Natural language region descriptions
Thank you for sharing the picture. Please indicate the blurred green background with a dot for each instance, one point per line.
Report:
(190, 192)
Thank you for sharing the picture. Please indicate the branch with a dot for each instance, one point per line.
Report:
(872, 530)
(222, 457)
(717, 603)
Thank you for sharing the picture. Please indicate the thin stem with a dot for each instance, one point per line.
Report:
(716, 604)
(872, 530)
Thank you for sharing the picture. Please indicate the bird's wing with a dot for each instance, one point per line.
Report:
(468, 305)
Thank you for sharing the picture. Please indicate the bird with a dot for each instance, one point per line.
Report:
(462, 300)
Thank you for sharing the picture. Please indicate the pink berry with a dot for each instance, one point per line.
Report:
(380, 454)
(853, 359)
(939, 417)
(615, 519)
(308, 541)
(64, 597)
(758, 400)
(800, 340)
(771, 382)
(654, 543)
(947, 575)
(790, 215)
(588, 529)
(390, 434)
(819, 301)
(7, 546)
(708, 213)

• WHAT IS BEING ASKED:
A word-for-word restatement of the data above is required.

• SOLUTION TO THIS TASK:
Thank you for sharing the picture. Please indicate the blurred green background with a dot for each instance, one point per line.
Report:
(190, 192)
Thank you for sharing the picture. Please indicate the branch with a dot for each instance, one point per line.
Report:
(872, 530)
(222, 457)
(717, 603)
Thank you for sharing the picture. Please indicate the thin stem with a dot for each instance, one point per line.
Report:
(716, 604)
(872, 530)
Thank you for sharing the picture. Please indicate the bird's wing with a dot for each instance, one point per line.
Report:
(468, 305)
Thank you for sharing the picture. Please indicate the bird with a dot for each instance, one point per line.
Report:
(462, 300)
Thank you for sharing the picture. Please indicate the pink berry with a dot for each instance, one point per line.
Report:
(380, 454)
(853, 359)
(939, 417)
(615, 519)
(308, 541)
(64, 597)
(758, 400)
(800, 340)
(771, 382)
(654, 543)
(947, 575)
(790, 215)
(588, 529)
(390, 434)
(819, 301)
(7, 546)
(708, 213)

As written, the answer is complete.